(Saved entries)
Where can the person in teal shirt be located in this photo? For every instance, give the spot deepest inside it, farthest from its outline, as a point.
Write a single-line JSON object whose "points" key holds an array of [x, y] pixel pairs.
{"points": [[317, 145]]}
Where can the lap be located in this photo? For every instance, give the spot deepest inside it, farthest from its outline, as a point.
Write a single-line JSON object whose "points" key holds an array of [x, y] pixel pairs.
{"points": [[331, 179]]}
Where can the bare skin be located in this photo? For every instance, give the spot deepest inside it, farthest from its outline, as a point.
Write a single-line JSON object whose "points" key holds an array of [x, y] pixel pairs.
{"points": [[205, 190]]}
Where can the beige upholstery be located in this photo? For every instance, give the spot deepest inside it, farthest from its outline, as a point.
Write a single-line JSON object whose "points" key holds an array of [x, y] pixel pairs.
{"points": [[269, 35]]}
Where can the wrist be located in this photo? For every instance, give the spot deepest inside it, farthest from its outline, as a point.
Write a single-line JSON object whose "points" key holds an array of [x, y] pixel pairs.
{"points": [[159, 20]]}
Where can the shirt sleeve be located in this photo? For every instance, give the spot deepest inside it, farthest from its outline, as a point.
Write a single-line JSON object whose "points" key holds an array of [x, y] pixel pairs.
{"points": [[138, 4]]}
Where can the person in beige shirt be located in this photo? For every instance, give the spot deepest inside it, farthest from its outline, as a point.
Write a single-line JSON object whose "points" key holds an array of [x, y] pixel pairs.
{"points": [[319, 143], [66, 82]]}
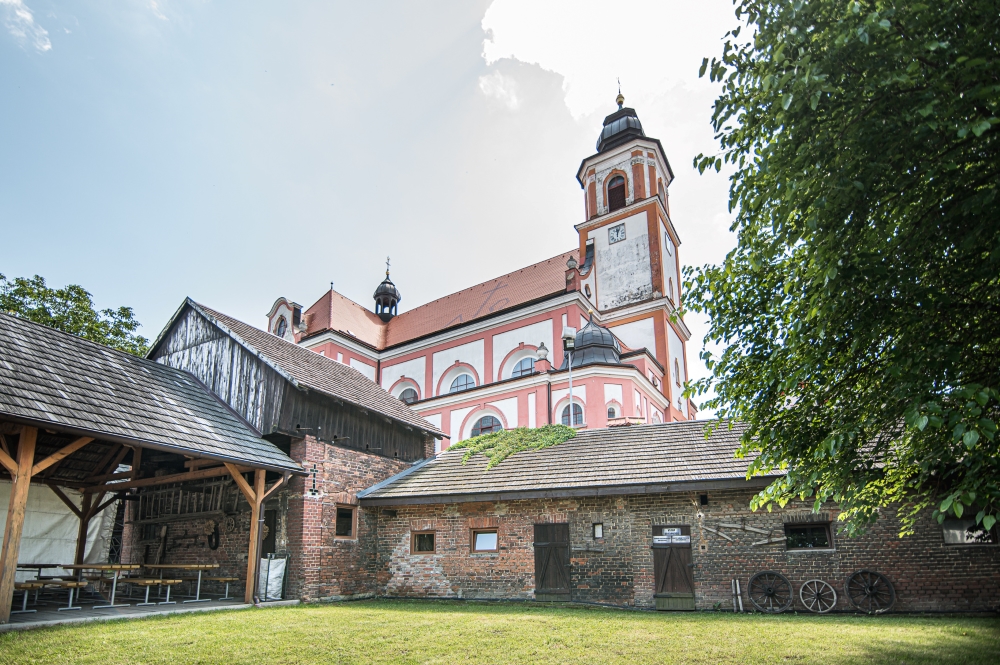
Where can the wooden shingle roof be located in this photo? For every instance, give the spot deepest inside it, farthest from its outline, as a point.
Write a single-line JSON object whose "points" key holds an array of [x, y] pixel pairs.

---

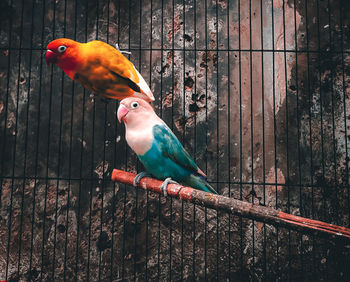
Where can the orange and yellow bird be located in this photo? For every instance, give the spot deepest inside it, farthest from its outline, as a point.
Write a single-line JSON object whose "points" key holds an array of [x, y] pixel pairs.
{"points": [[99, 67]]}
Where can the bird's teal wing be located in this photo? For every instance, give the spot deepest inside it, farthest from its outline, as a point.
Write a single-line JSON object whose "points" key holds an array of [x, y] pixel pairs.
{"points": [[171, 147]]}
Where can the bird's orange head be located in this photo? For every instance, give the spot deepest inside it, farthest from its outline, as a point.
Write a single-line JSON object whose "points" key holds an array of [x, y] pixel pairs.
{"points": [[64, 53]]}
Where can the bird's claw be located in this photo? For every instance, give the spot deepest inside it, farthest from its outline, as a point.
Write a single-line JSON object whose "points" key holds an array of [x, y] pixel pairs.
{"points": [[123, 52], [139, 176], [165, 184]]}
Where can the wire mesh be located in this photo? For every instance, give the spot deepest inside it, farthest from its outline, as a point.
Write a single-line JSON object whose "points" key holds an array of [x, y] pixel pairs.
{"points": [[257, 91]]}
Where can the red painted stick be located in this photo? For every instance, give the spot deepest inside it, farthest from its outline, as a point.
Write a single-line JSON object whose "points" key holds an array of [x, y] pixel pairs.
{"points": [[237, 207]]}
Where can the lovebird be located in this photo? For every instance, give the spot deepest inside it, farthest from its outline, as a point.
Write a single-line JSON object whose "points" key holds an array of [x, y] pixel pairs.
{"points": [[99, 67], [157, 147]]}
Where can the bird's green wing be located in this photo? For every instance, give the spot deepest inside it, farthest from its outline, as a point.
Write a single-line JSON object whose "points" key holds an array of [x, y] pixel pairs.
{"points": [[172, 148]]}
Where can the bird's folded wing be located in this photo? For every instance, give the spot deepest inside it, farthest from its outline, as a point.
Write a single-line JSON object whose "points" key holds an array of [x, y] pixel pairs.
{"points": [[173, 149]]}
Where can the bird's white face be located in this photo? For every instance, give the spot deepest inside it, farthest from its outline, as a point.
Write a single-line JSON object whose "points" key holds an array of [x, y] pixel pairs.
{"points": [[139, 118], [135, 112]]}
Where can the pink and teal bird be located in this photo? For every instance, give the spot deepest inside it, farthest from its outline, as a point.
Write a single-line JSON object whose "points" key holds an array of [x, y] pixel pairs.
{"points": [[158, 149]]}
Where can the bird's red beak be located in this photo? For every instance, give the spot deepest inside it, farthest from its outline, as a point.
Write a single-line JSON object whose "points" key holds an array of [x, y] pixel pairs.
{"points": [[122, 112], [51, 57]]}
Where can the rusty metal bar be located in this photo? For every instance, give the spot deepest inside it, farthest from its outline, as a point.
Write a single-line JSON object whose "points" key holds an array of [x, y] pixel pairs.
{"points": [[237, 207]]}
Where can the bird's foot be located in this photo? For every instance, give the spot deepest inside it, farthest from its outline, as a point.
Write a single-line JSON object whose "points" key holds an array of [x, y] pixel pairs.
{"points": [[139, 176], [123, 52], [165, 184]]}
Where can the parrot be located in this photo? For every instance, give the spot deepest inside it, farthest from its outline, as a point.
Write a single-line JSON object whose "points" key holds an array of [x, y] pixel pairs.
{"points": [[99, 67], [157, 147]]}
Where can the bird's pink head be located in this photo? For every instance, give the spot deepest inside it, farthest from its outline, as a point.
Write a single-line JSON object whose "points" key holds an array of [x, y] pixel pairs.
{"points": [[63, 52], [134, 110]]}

--

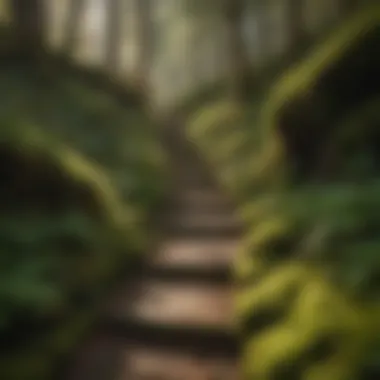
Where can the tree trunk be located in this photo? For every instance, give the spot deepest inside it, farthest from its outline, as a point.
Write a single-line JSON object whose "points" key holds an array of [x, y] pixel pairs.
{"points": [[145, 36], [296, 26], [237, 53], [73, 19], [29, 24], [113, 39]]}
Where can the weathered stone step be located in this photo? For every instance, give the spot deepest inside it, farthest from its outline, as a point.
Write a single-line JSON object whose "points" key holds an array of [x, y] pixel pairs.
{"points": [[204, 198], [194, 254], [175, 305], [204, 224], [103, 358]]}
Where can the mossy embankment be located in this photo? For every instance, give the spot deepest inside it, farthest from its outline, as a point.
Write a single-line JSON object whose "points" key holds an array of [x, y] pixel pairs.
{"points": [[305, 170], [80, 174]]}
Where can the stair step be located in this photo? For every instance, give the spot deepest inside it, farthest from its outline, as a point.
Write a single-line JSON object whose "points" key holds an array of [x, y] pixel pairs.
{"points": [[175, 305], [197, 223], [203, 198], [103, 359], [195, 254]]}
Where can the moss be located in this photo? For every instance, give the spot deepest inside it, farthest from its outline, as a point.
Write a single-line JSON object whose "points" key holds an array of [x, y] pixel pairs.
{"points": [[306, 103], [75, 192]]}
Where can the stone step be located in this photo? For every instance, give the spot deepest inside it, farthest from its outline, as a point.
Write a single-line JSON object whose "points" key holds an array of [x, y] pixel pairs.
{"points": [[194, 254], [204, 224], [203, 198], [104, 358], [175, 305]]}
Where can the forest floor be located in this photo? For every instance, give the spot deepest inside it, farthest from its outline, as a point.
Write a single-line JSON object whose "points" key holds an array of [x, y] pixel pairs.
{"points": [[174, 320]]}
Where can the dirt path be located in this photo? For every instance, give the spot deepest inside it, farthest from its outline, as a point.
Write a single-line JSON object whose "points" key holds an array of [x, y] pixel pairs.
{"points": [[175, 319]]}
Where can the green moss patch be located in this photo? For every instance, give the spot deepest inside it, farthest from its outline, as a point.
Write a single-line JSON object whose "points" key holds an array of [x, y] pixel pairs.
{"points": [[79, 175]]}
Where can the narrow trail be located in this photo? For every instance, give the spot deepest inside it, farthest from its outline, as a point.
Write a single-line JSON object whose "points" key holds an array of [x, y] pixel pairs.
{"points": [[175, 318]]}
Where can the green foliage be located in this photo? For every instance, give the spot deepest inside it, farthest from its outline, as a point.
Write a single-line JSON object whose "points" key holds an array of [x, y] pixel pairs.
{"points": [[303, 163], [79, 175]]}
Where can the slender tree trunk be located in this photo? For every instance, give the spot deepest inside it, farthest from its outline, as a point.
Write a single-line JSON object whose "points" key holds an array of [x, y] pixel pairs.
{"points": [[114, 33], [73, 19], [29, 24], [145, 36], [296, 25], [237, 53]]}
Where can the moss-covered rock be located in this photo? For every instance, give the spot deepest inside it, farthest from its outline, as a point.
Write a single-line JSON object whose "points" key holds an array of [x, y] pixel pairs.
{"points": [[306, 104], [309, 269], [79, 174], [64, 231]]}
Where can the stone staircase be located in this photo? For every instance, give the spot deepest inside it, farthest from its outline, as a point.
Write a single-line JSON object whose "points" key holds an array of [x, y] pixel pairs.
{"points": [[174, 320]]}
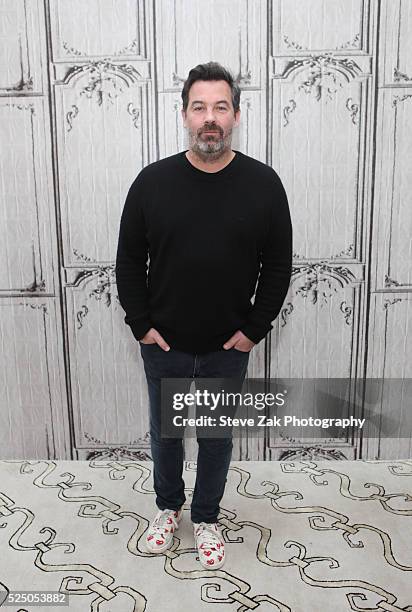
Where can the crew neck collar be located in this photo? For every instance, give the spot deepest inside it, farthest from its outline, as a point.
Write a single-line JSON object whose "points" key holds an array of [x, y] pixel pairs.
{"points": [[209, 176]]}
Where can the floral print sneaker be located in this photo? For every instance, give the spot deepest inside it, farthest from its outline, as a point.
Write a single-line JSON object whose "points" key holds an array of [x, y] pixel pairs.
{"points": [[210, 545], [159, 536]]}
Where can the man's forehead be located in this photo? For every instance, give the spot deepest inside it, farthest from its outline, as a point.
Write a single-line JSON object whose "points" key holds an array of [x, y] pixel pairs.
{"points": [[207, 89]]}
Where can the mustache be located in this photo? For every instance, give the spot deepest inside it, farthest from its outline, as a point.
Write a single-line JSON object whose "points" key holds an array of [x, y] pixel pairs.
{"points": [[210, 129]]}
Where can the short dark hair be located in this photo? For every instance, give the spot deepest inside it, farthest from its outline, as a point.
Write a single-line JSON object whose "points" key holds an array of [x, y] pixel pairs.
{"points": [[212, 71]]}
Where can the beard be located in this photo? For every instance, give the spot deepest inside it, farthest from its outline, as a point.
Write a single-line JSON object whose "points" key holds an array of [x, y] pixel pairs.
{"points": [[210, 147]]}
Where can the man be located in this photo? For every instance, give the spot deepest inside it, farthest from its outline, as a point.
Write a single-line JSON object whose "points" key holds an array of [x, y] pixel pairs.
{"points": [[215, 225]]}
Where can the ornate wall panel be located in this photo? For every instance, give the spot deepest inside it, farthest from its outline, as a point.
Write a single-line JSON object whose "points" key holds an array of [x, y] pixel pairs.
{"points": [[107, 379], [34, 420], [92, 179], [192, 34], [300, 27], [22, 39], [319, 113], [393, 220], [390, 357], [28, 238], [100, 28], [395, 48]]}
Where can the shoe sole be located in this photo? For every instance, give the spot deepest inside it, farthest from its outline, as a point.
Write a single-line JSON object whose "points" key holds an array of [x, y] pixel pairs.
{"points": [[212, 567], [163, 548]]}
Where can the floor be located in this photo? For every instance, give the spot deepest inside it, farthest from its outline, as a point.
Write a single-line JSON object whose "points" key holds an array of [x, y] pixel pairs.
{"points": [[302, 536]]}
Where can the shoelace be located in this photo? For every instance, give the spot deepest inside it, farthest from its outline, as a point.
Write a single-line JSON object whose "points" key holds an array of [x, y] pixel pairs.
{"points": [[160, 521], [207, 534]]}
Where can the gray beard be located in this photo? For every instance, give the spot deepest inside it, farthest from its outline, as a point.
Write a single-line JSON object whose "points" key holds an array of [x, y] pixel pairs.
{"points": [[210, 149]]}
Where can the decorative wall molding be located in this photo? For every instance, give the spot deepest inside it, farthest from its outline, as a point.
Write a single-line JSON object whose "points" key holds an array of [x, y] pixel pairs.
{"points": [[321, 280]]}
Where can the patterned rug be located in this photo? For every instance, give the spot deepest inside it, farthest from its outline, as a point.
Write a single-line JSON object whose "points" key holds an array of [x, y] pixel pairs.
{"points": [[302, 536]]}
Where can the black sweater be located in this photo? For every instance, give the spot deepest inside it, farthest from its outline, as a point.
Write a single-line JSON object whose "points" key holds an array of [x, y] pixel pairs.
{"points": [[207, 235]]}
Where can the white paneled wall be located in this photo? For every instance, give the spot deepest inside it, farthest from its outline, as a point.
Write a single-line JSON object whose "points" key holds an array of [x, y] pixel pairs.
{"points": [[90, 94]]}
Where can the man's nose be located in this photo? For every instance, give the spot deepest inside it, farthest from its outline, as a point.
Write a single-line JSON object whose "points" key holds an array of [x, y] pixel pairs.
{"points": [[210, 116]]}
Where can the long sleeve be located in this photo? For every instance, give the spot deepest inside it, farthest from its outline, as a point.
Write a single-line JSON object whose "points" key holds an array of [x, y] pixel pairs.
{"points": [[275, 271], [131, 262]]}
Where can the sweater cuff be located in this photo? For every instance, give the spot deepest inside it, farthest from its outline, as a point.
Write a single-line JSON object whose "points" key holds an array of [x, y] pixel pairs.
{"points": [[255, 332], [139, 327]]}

■ **Work request**
Going back over the entries above, copy word for word every line from the one that has "Where can the crew" on through the one that has "Where can the floral".

■ **Solution to this exercise**
Where can the crew neck collar be located in this photo? For every instance, give the spot deepest inside it, farthest from its outline, as a point.
Write a single-line JSON object whose "points" key holds an array of [x, y] pixel pairs.
{"points": [[209, 176]]}
Where can the floral print sneaker be located in this photo? For every instance, give the spot deepest inside it, farthest from its outline, as a point.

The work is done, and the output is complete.